→ Task prompt: Could you return, word for word, the part of the booth design post that runs from "We settled on" up to and including "used outside."?

→ Source document:
Booth design

phiscock-g851W1bGYuGnS0EtXVNi6w at public.gmane.org phiscock-g851W1bGYuGnS0EtXVNi6w at public.gmane.org
Mon Jan 7 21:27:23 UTC 2008


For what it's worth, we recently went through a booth design exercise. The
booth had to be 'air transportable' and inexpensive.

We settled on three panels in the booth: two large banners on either side,
showing promotional material. A third projection screen was between these
two banners.

The side banners are a flexible plastic sheet material. They were colour
printed at Print 3 in Richmond Hill and then equipped with eyelets in the
corners. (Banner printing cost varies enormously, these guys did a good
job at a reasonable price.) We designed a wooden X frame using dowels that
snapped into the eyelet holes and acted as a spreader to hold the banners
flat. Then we simply hung these from the exhibit rear pipe. (Print 3 had
stands, but they were $150 each and not exactly what we  wanted.) The
material and printing are surprisingly robust, apparently they can even be
used outside.

The centre panel was a 'darkout curtain' material that had been
recommended for  projection screens. We paid a seamstress to sew pockets
into the edges of this material. Then we theaded plastic pipe into these
pockets. The straight pipes popped into elbows in the corner, the pipes
dimensioned so that the screen was kept tight and flat. We spray painted
the bits of pipe that showed, to match the screen material.

→ Records provided:

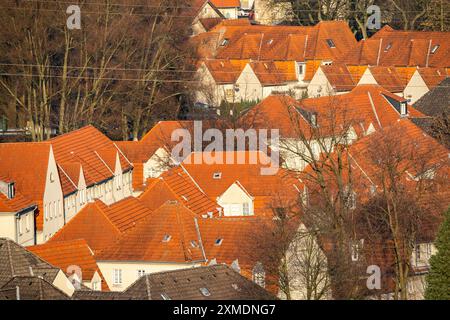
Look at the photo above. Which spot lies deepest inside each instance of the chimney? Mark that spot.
(8, 189)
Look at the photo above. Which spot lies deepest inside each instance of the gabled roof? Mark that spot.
(16, 161)
(15, 260)
(220, 282)
(165, 236)
(100, 225)
(390, 47)
(92, 149)
(63, 254)
(436, 101)
(295, 43)
(16, 204)
(30, 288)
(225, 71)
(332, 112)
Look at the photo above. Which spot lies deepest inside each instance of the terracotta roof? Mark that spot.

→ Solution for this problem:
We settled on three panels in the booth: two large banners on either side,
showing promotional material. A third projection screen was between these
two banners.

The side banners are a flexible plastic sheet material. They were colour
printed at Print 3 in Richmond Hill and then equipped with eyelets in the
corners. (Banner printing cost varies enormously, these guys did a good
job at a reasonable price.) We designed a wooden X frame using dowels that
snapped into the eyelet holes and acted as a spreader to hold the banners
flat. Then we simply hung these from the exhibit rear pipe. (Print 3 had
stands, but they were $150 each and not exactly what we  wanted.) The
material and printing are surprisingly robust, apparently they can even be
used outside.